EXERCISE OBJECTIVE: Go through the data and copy each line where the string "with" appears.

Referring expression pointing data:
+ + + +

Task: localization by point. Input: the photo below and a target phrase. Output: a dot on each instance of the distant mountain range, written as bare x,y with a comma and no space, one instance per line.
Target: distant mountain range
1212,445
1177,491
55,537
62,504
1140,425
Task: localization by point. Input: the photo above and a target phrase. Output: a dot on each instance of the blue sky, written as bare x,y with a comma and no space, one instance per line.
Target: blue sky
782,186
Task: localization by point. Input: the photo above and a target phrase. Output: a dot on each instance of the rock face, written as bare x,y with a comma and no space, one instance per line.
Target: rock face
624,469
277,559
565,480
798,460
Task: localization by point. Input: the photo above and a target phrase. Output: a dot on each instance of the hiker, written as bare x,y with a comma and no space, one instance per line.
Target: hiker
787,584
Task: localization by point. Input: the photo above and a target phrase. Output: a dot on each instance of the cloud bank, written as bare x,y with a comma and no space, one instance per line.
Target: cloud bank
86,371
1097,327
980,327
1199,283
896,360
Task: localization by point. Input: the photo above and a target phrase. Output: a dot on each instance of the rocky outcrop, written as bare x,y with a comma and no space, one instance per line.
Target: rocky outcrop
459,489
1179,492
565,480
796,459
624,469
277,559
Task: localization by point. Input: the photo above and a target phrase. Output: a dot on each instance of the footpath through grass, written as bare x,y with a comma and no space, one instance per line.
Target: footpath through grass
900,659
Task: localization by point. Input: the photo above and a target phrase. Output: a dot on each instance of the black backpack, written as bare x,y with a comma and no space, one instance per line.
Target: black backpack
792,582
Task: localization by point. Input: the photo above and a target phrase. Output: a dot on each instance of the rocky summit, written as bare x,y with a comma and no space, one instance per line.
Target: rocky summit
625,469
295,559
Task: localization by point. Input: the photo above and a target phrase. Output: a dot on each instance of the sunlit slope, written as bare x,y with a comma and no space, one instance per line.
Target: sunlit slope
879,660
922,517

+ + + +

FINISHED EXERCISE:
Task: localization by point. Input: the photo below and a target phrase. Output: a dot on each instance of the distant mountain range, written as bare x,y with a comma and no space, one instance per line.
Task: localization by point. Input: the photo above and a target phrase. Output: a dot on each instance of the blue sky, written as bare x,y with a comma and no space, one instance per line.
Task: localization by point. Input: the photo above and a target phrase. Output: a dot on each instance of the rock face, written as bare x,y with a comma and no space, one instance per line.
Task: localization by point. Input: the photo above and a target phrase. Output: a dot on each instance of the hiker, written as bare x,y with a comma and no space, one instance per line.
Task: localization by point. Input: the photo above and a target phrase. Output: a dot on each instance of the cloud bank, written as bare x,y with a comma and no space, one instance per line.
Task: localization by point. Input: the photo above and a target phrase. Output: a dot on each instance of the rocky outcrop, written as bare x,y with a comma and no space, one instance per line.
Task: localization by point. Input: the photo above and a target phrase. Output: a dot on each instance of the footpath through grass, written as bare x,y with a comma and no space, one instance per line.
Task: localization by point. Input: the photo above and a target phrase. Output: a dot on each instance of the black backpack, written as bare x,y with a comma and no space, one instance per line.
Task: localization by point. Input: the photo above and a target phrase. Output: a dot on each instance of the rocky summit, written as bare x,y with a comma and no space, one instance per line.
Task: localization by point. Input: the photo above and a target phrase. Output: a dot on each instance of the sunlit slope, written as bare x,y with a comma and no space, one instance per line.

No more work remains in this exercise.